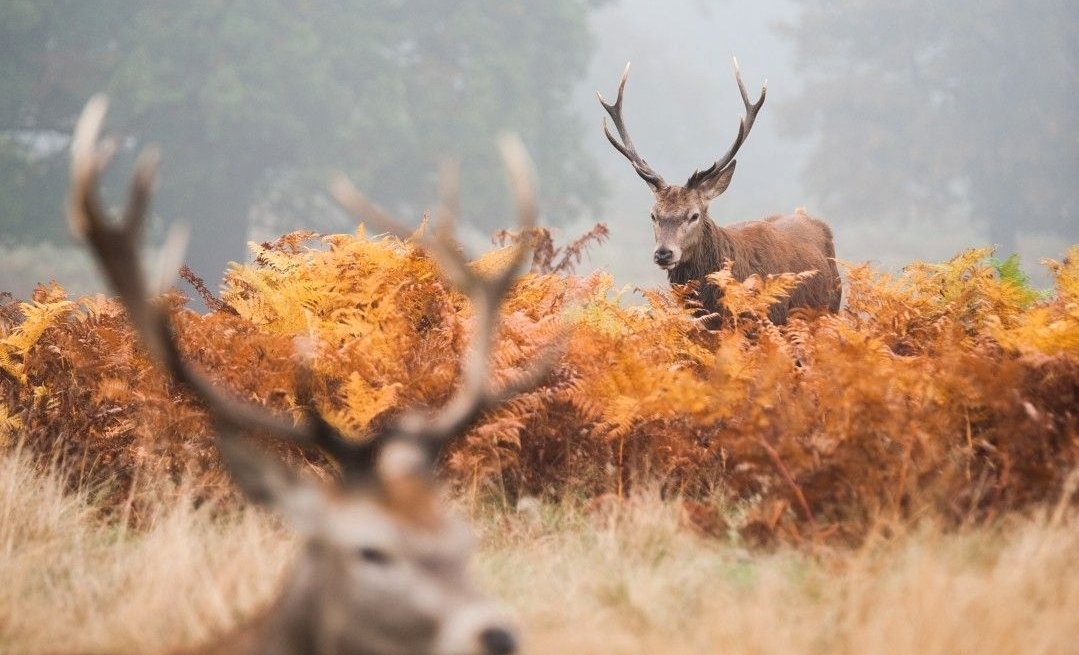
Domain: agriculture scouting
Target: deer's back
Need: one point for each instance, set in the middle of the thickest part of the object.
(790, 243)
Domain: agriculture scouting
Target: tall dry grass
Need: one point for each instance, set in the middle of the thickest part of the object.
(627, 577)
(74, 580)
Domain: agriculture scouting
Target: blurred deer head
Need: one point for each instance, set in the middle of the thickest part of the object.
(383, 564)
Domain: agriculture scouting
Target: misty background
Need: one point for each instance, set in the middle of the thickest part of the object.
(915, 128)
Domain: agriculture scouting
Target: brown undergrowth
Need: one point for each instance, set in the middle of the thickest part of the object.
(951, 391)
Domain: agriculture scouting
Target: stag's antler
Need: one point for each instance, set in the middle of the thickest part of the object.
(115, 246)
(626, 147)
(743, 126)
(476, 392)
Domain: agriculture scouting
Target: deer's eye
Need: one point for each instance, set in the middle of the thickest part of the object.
(373, 556)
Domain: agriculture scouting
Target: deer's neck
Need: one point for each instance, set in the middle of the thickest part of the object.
(714, 247)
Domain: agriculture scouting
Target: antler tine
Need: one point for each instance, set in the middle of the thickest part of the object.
(626, 147)
(475, 393)
(115, 247)
(745, 124)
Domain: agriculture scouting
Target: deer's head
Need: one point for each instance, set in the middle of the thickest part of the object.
(383, 568)
(680, 212)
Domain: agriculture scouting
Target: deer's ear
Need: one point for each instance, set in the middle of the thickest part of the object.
(712, 186)
(268, 481)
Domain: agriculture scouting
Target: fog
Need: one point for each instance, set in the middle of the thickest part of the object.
(682, 108)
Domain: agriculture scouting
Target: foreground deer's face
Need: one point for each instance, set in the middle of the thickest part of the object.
(384, 567)
(395, 581)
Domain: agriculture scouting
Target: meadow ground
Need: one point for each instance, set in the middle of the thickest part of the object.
(617, 577)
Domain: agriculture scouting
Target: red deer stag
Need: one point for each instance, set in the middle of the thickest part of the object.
(383, 567)
(690, 245)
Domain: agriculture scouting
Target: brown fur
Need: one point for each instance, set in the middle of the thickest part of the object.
(690, 246)
(789, 243)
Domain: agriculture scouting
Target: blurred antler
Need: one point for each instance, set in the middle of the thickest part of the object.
(476, 392)
(114, 244)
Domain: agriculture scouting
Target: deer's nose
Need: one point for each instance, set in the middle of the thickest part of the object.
(497, 641)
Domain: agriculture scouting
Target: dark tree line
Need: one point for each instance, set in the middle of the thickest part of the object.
(929, 107)
(254, 103)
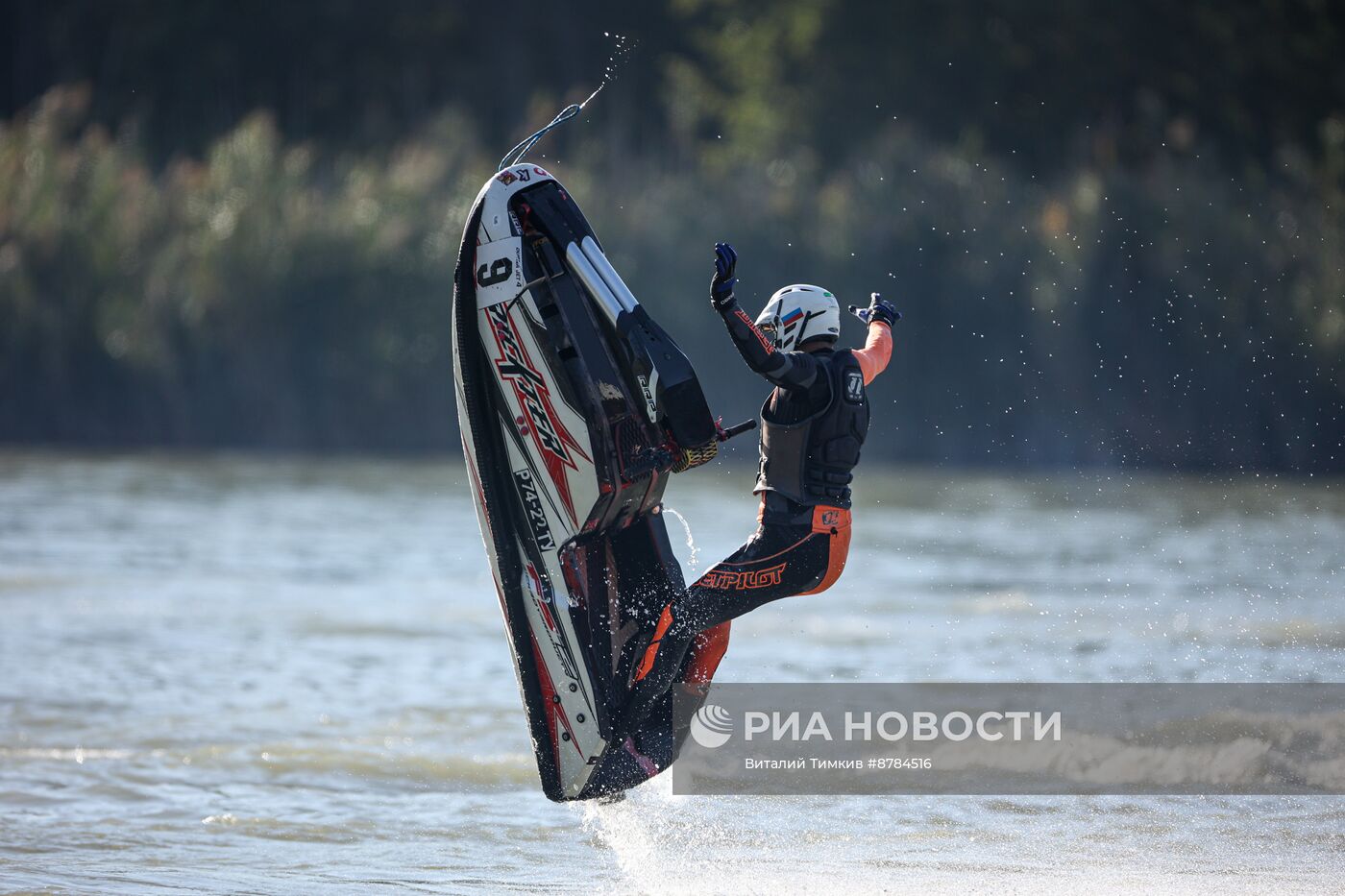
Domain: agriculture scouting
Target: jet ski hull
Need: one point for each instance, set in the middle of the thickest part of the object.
(568, 399)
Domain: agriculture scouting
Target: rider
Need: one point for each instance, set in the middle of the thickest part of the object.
(813, 425)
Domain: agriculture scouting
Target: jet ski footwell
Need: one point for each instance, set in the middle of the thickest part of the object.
(575, 406)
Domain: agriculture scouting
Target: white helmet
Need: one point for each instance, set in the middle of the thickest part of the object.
(797, 314)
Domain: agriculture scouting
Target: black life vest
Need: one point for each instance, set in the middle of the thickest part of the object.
(811, 460)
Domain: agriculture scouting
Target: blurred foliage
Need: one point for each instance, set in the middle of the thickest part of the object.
(1116, 234)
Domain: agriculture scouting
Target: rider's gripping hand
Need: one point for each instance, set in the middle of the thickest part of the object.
(878, 311)
(722, 282)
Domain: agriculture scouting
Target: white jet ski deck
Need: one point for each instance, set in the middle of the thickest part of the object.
(574, 408)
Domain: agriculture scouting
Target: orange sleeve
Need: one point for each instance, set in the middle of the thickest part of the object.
(877, 351)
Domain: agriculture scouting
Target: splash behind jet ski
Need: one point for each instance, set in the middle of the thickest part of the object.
(575, 408)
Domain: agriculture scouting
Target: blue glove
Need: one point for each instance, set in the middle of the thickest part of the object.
(878, 311)
(721, 287)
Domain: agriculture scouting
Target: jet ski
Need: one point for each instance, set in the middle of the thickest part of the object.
(575, 409)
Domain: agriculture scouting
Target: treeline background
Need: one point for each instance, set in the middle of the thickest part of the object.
(1115, 230)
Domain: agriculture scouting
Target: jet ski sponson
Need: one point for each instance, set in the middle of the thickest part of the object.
(575, 406)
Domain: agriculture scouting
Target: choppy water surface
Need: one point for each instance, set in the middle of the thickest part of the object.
(289, 677)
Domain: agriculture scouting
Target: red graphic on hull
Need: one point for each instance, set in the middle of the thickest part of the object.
(554, 443)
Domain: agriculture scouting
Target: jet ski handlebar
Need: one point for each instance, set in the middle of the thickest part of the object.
(723, 435)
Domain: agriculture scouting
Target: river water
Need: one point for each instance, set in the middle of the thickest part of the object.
(289, 675)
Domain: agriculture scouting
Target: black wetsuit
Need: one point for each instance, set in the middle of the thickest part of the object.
(803, 537)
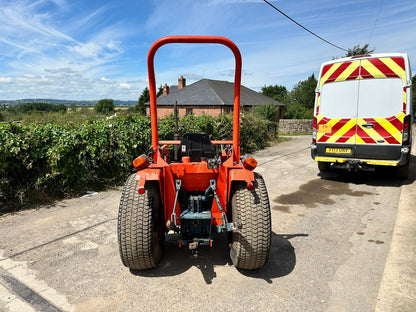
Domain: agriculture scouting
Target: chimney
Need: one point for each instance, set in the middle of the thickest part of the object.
(181, 83)
(165, 90)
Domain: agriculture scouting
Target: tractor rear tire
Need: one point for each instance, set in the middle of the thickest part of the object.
(251, 244)
(141, 232)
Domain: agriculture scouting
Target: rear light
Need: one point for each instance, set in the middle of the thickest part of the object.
(141, 162)
(314, 130)
(406, 130)
(249, 163)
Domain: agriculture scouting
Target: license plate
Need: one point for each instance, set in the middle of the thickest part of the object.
(337, 150)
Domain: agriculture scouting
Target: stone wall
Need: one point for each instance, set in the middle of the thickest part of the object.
(294, 126)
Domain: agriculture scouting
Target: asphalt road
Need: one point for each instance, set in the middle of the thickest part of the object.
(331, 237)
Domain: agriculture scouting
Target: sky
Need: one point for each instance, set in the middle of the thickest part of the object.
(94, 49)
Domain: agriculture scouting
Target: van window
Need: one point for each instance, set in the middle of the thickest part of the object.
(339, 99)
(382, 97)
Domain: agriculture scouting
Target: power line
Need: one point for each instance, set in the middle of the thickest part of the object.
(334, 45)
(375, 22)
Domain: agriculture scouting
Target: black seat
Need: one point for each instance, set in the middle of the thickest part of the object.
(197, 146)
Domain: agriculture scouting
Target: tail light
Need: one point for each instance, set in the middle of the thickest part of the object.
(249, 163)
(315, 129)
(406, 130)
(141, 162)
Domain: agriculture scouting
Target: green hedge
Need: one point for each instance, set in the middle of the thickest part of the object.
(46, 161)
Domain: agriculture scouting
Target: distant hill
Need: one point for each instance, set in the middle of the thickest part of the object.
(66, 102)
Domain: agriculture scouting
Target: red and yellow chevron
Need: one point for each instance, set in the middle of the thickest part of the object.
(364, 69)
(351, 131)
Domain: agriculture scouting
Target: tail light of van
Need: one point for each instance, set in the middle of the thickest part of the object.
(315, 130)
(406, 130)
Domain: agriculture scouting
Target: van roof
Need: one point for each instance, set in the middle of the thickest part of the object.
(367, 56)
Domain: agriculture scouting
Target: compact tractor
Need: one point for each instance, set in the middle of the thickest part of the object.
(197, 194)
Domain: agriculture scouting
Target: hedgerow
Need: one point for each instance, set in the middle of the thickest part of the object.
(40, 162)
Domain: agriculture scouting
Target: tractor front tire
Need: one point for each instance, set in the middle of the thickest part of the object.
(251, 244)
(140, 229)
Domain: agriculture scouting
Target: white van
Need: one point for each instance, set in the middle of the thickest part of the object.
(363, 113)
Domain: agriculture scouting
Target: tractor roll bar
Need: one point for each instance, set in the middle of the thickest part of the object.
(237, 83)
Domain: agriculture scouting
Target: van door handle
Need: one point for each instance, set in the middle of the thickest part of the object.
(368, 125)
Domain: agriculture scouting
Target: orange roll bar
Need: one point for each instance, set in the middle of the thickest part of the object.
(237, 83)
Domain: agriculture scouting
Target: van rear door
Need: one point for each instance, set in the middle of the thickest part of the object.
(381, 109)
(336, 109)
(360, 108)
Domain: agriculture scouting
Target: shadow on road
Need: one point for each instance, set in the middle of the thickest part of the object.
(177, 260)
(382, 176)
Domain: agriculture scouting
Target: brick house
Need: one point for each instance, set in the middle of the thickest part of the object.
(208, 97)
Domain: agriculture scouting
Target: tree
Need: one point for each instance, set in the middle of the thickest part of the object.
(160, 91)
(303, 92)
(143, 99)
(277, 93)
(357, 50)
(104, 106)
(267, 111)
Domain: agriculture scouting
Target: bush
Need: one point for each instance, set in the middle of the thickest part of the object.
(268, 111)
(104, 106)
(43, 161)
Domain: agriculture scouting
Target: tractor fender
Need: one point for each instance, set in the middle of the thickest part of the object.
(149, 174)
(240, 175)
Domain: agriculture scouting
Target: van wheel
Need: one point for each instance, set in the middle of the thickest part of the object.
(140, 229)
(251, 244)
(403, 171)
(324, 166)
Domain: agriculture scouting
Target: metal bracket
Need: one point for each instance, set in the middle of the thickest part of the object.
(173, 217)
(225, 226)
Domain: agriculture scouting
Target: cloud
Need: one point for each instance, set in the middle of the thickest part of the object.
(106, 80)
(62, 70)
(125, 86)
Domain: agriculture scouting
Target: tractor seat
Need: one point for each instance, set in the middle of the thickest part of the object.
(197, 146)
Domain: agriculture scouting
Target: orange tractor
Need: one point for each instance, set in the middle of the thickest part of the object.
(197, 194)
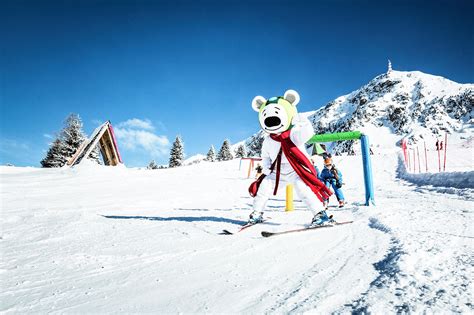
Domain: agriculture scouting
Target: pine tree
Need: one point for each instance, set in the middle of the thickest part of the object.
(177, 153)
(224, 153)
(67, 143)
(95, 155)
(72, 135)
(240, 152)
(55, 157)
(152, 165)
(211, 155)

▸ **THE EXERCISE**
Return every line from the items above that contains the word "tire".

▸ **SOLUTION FOR THIS EXERCISE**
Target: tractor rear tire
Target: tractor front tire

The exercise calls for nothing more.